━━━ Sunulan Metin

Uluslararası Hukuk Danışmanlığı

Uluslararası bir hukuk bürosu mu arıyorsunuz? Uluslararası alanda yetkin ve uzman ekibiyle GEMS Schindhelm her ihtiyaç duyduğunuzda yanınızda olur ve sizi değerli deneyimleri ile bilgilendirir. Uluslararası ticaret hukukuyla ilgili çeşitli konular hakkında önceden çevrimiçi bilgi edinin. 

 

Joint Venture – Ortak Girişim Hakkında En Önemli Gerçekler


İçindekiler


Joint Venture (Ortak Girişim) Nedir?

Joint Venture, normalde birbirinden bağımsız olarak faaliyet gösteren en az iki şirket arasındaki bir iş birliğidir. Bu iş birliği içerisindeki şirketler Joint Venture çerçevesinde yasal ve ekonomik olarak bağımsızdırlar. İş birliği genellikle uzun vadelidir ve diğer şeylerin yanı sıra, pazarları, varlıkları (özellikle fikri mülkiyet) ve know-how'ı paylaşmaya, ortak projeler yürütmeye ve sinerji etkilerinden yararlanmaya ve aynı zamanda ilgili şirketler arasında riskleri paylaşmaya hizmet eder.

İlgili şirketler aynı sektörde faaliyet gösterebilir veya göstermeyebilir. Genellikle, ortak şirketlerin bu Joint Venture için nedenlerinden biri yeni pazarlara açılma hedefidir.

━━━━━━

§ **Görev A**
Uluslararası hukuk danışmanlığı metninin "Uluslararası bir hukuk" ifadesiyle başlayıp "(Ortak Girişim) Nedir?" ifadesiyle biten bölümünü yeniden yazın ve bu bölümde "bilgilendirir" ifadesini "aydınlatır" ifadesiyle değiştirin.
§ **Görev B**
Listelemede "chair" dizesini içeren her satırı ayıklayın.
Metin ile listeleme birbirinden farklı kaynaklardan alınmıştır.

━━━ Kaynak Listesi

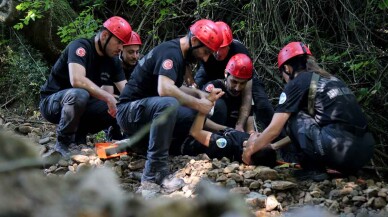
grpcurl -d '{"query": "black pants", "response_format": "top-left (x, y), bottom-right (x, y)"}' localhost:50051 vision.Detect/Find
top-left (288, 111), bottom-right (375, 174)
top-left (39, 88), bottom-right (116, 144)
top-left (117, 97), bottom-right (195, 184)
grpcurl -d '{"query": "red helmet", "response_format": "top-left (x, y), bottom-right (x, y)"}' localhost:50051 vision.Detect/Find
top-left (190, 19), bottom-right (223, 51)
top-left (103, 16), bottom-right (132, 44)
top-left (124, 31), bottom-right (142, 46)
top-left (225, 53), bottom-right (253, 79)
top-left (216, 21), bottom-right (233, 47)
top-left (278, 42), bottom-right (312, 69)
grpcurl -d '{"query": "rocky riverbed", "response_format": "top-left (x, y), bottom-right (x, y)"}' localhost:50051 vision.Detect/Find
top-left (0, 120), bottom-right (388, 217)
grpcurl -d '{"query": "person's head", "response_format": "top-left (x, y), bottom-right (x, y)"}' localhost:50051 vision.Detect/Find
top-left (225, 53), bottom-right (253, 96)
top-left (187, 19), bottom-right (223, 62)
top-left (214, 21), bottom-right (233, 61)
top-left (122, 31), bottom-right (142, 66)
top-left (97, 16), bottom-right (132, 57)
top-left (278, 42), bottom-right (312, 82)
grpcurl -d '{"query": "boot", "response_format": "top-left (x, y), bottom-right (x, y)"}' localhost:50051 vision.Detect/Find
top-left (161, 174), bottom-right (185, 193)
top-left (54, 140), bottom-right (70, 159)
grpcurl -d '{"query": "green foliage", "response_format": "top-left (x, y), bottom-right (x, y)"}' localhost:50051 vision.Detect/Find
top-left (57, 5), bottom-right (102, 44)
top-left (0, 36), bottom-right (49, 108)
top-left (379, 0), bottom-right (388, 10)
top-left (14, 0), bottom-right (53, 30)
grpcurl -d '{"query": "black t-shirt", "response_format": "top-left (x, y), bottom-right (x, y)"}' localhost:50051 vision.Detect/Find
top-left (203, 79), bottom-right (242, 128)
top-left (119, 39), bottom-right (186, 103)
top-left (103, 53), bottom-right (137, 95)
top-left (195, 39), bottom-right (250, 84)
top-left (40, 37), bottom-right (125, 98)
top-left (276, 72), bottom-right (366, 128)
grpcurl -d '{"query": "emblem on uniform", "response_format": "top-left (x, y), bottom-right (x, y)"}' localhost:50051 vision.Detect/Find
top-left (205, 84), bottom-right (214, 93)
top-left (279, 92), bottom-right (287, 104)
top-left (216, 138), bottom-right (228, 148)
top-left (162, 59), bottom-right (174, 70)
top-left (75, 47), bottom-right (86, 57)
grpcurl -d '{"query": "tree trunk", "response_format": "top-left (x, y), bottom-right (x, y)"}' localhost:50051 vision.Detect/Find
top-left (0, 0), bottom-right (77, 63)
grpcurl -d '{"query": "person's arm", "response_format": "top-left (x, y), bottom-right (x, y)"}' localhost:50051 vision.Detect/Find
top-left (114, 80), bottom-right (127, 93)
top-left (69, 63), bottom-right (117, 117)
top-left (194, 62), bottom-right (208, 89)
top-left (190, 88), bottom-right (224, 147)
top-left (184, 65), bottom-right (198, 88)
top-left (101, 85), bottom-right (114, 95)
top-left (235, 79), bottom-right (252, 132)
top-left (179, 85), bottom-right (209, 99)
top-left (205, 119), bottom-right (227, 132)
top-left (158, 75), bottom-right (214, 114)
top-left (190, 112), bottom-right (212, 147)
top-left (242, 113), bottom-right (291, 165)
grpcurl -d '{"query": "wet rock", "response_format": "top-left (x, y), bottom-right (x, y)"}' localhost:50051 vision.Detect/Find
top-left (128, 159), bottom-right (145, 170)
top-left (245, 192), bottom-right (267, 208)
top-left (265, 195), bottom-right (280, 212)
top-left (255, 166), bottom-right (278, 180)
top-left (230, 187), bottom-right (250, 194)
top-left (71, 154), bottom-right (89, 163)
top-left (16, 125), bottom-right (32, 135)
top-left (373, 197), bottom-right (387, 209)
top-left (39, 137), bottom-right (50, 145)
top-left (271, 181), bottom-right (296, 190)
top-left (227, 173), bottom-right (244, 182)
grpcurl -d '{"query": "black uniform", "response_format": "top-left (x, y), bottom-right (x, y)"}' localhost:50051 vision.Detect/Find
top-left (276, 72), bottom-right (375, 173)
top-left (40, 38), bottom-right (125, 144)
top-left (117, 39), bottom-right (195, 184)
top-left (203, 79), bottom-right (242, 128)
top-left (194, 40), bottom-right (274, 128)
top-left (104, 53), bottom-right (137, 95)
top-left (181, 128), bottom-right (276, 167)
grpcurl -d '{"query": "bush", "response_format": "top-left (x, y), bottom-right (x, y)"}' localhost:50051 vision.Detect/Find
top-left (0, 30), bottom-right (49, 113)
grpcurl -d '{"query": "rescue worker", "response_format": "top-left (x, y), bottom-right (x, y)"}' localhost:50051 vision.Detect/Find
top-left (194, 21), bottom-right (274, 131)
top-left (40, 16), bottom-right (132, 158)
top-left (102, 31), bottom-right (142, 97)
top-left (243, 42), bottom-right (375, 181)
top-left (101, 31), bottom-right (142, 141)
top-left (117, 19), bottom-right (222, 191)
top-left (181, 84), bottom-right (276, 167)
top-left (203, 53), bottom-right (254, 132)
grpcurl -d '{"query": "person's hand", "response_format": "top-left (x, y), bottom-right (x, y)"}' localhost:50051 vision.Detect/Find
top-left (242, 132), bottom-right (260, 165)
top-left (198, 98), bottom-right (214, 114)
top-left (106, 96), bottom-right (117, 118)
top-left (207, 88), bottom-right (225, 102)
top-left (184, 65), bottom-right (198, 89)
top-left (234, 125), bottom-right (245, 132)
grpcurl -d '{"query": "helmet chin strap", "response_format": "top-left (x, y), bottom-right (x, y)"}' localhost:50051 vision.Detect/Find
top-left (186, 32), bottom-right (205, 63)
top-left (98, 31), bottom-right (113, 56)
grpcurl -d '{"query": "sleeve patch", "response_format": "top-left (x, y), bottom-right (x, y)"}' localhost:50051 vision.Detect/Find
top-left (205, 84), bottom-right (214, 93)
top-left (279, 92), bottom-right (287, 105)
top-left (75, 47), bottom-right (86, 57)
top-left (162, 59), bottom-right (174, 70)
top-left (216, 138), bottom-right (228, 148)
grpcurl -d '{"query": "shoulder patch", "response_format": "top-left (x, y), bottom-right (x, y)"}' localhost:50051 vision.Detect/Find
top-left (75, 47), bottom-right (86, 57)
top-left (162, 59), bottom-right (174, 70)
top-left (279, 92), bottom-right (287, 105)
top-left (205, 84), bottom-right (214, 93)
top-left (216, 138), bottom-right (228, 148)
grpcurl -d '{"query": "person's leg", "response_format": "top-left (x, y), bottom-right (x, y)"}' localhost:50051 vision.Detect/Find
top-left (40, 88), bottom-right (90, 157)
top-left (210, 99), bottom-right (228, 125)
top-left (170, 106), bottom-right (197, 155)
top-left (117, 97), bottom-right (182, 189)
top-left (288, 111), bottom-right (328, 181)
top-left (252, 75), bottom-right (274, 129)
top-left (75, 98), bottom-right (117, 144)
top-left (322, 124), bottom-right (375, 174)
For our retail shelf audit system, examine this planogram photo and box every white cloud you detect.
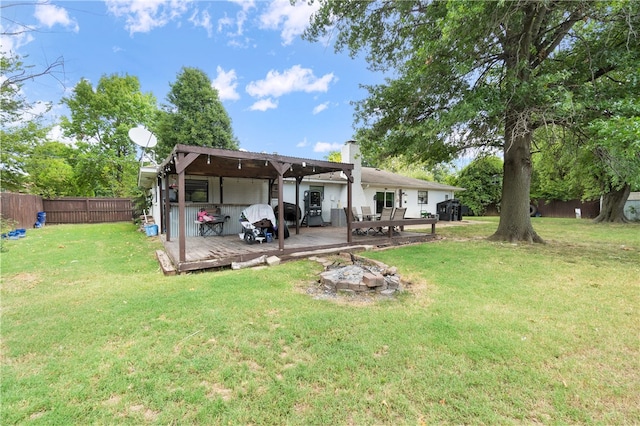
[246,65,335,98]
[313,142,342,152]
[260,0,320,46]
[0,31,35,55]
[211,66,240,101]
[189,10,213,38]
[105,0,190,35]
[34,4,80,33]
[249,98,278,111]
[313,102,329,115]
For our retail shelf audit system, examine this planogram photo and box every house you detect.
[284,141,464,225]
[138,142,461,272]
[138,141,464,236]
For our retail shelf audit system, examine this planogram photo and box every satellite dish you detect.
[129,126,158,148]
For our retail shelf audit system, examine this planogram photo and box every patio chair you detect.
[360,206,373,220]
[377,207,393,234]
[344,207,367,235]
[391,207,407,234]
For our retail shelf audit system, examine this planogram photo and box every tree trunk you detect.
[489,114,544,243]
[593,184,631,223]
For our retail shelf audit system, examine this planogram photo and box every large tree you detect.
[61,74,157,197]
[156,67,238,159]
[455,156,503,216]
[305,0,639,242]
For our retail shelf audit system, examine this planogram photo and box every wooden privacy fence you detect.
[0,192,43,228]
[43,197,133,224]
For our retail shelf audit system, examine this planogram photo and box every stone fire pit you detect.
[314,253,401,296]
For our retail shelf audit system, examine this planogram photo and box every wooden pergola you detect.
[158,145,353,262]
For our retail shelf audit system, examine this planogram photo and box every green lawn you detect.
[0,218,640,425]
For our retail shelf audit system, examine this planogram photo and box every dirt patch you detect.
[2,272,42,293]
[303,253,403,305]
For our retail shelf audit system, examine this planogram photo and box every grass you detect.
[0,218,640,425]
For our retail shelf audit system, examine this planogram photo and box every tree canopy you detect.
[305,0,640,241]
[156,67,238,159]
[61,74,157,197]
[455,156,502,215]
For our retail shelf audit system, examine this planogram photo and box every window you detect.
[374,192,396,213]
[309,185,324,200]
[418,191,429,204]
[184,179,209,203]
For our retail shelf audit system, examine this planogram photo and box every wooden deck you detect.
[160,221,435,273]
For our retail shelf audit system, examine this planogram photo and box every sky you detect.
[0,0,382,159]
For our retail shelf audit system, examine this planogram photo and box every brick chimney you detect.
[341,140,371,211]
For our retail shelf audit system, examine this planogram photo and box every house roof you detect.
[138,145,353,187]
[302,167,465,191]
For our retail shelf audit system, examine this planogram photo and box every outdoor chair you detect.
[377,207,393,234]
[360,206,373,220]
[360,206,376,235]
[391,207,407,234]
[344,207,367,235]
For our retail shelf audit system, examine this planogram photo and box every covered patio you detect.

━━━━━━

§ **Görev Çözümü A**
Uluslararası bir hukuk bürosu mu arıyorsunuz? Uluslararası alanda yetkin ve uzman ekibiyle GEMS Schindhelm her ihtiyaç duyduğunuzda yanınızda olur ve sizi değerli deneyimleri ile aydınlatır. Uluslararası ticaret hukukuyla ilgili çeşitli konular hakkında önceden çevrimiçi bilgi edinin. 

 

Joint Venture – Ortak Girişim Hakkında En Önemli Gerçekler


İçindekiler


Joint Venture (Ortak Girişim) Nedir?

§ **Görev Çözümü B**
For our retail shelf audit system, examine this planogram photo and box every patio chair you detect.
For our retail shelf audit system, examine this planogram photo and box every outdoor chair you detect.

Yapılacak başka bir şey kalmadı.